#### DOCUMENT SEGMENT ####

If the types are of the same size but one is signed and the other unsigned,
conversion between negative and positive numbers can occur.

This command performs the equivalent of an `unchecked` operation in C#; e.g.:
  ConvertTo-IntegerUnchecked ([long]::MaxValue) int
is equivalent to C#:
  unchecked((int) long.MaxValue)

Note:

Invoke with -Verbose to see conversion details.

.PARAMETER Integer
The input number, which can be of any integer type or
a [double] containing an integer value.

IMPORTANT: Wrap negative literals such as -1 in (...)

.PARAMETER TargetType
The integer type to convert to; defaults to [int] (System.Int32)

.EXAMPLE
ConvertTo-IntegerUnchecked ([long]::MaxValue) int # -> -1

Converts the largest [long] value to an [int] value; the equivalent
of `unchecked((int) long.MaxValue)` in C#.
That is, 0x7fffffffffffffff is truncated to 0xffffffff, which, when
as a signed [int], is -1.

.EXAMPLE
ConvertTo-IntegerUnchecked 257 byte # -> 1

Converts (implied) [int] 257 to [byte]; the equivalent of
`unchecked((byte) 257)` in C#.
That is, 0x101 is truncated to 0x01.

.EXAMPLE
ConvertTo-IntegerUnchecked (-1) uint16 # -> 65535

Note the need to enclose the negative number literal in (...)
Converts (implied) [int] -1 to [uint16]; the equivalent of
`unchecked((UInt16) (-1))` in C#.
That is, 0xffffffff is truncated to 0xffff, which, when intepreted
as unsigned type [uint16], becomes positive value 65535

.EXAMPLE
ConvertTo-IntegerUnchecked ([uint16] 65535) int16 # -> -1

Converts [uint16] 65535 to [int16] -1 to [uint16]; the equivalent of
`unchecked((Int16) 65535)` in C#.

####

> TASKS
1) In the command help text, list the type name passed as the final argument in each ConvertTo-IntegerUnchecked command that appears under an .EXAMPLE heading.
2) Count the lines of the records that contain the string "Target", matching case exactly, and give only the number.

#### MATERIAL TO PROCESS ####

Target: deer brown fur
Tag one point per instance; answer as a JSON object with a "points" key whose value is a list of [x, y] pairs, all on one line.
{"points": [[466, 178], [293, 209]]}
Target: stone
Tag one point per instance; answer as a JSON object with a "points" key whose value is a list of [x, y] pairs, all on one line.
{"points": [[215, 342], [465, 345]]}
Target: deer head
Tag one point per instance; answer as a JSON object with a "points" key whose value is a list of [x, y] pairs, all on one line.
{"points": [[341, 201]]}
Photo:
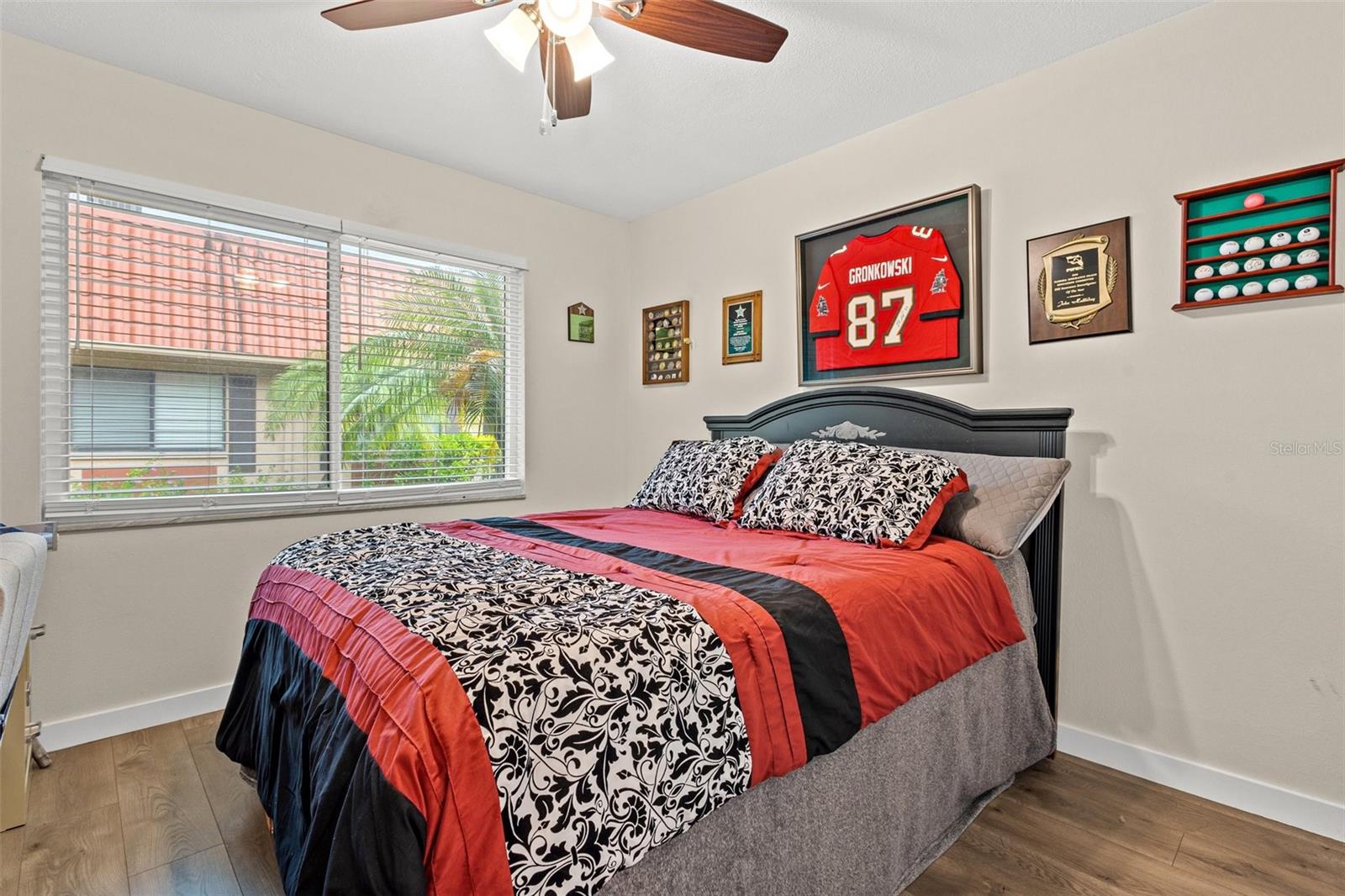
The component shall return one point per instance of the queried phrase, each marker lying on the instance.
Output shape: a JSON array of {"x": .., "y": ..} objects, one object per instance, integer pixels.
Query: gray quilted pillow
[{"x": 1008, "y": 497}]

####
#### MATERIAL TO PROCESS ####

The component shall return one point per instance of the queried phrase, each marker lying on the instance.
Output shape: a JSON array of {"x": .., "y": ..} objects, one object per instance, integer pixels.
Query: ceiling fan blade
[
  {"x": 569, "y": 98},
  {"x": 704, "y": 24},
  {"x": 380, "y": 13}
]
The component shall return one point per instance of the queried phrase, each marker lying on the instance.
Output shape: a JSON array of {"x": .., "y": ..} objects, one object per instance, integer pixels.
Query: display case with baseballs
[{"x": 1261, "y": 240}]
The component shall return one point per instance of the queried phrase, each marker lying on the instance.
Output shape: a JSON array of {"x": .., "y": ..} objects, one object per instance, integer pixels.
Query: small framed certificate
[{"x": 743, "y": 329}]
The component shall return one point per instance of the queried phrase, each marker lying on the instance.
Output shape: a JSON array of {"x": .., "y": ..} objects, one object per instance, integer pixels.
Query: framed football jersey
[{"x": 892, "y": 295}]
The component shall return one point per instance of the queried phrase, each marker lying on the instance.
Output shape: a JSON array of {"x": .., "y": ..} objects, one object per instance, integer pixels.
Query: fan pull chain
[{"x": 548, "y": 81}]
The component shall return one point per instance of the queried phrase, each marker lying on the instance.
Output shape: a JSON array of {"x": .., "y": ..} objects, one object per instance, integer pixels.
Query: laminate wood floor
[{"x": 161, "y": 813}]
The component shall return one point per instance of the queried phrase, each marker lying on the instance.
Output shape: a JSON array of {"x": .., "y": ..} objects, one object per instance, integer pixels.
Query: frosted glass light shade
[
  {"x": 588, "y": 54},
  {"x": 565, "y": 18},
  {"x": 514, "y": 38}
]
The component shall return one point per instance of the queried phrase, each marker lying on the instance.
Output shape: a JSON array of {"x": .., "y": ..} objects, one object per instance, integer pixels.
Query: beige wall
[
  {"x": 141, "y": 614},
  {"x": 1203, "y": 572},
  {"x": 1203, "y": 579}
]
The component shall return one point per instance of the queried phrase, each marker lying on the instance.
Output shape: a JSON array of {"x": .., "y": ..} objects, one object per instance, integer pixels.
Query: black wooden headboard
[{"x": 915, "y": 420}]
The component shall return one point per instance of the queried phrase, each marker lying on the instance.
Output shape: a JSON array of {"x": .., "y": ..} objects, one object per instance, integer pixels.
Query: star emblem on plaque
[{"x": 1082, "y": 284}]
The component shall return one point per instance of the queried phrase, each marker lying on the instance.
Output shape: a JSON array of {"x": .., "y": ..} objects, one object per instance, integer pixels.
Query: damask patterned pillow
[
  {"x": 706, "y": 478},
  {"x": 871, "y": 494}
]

####

> RESPONSES IN ORDER
1) int, byte, uint16, int16

2) 3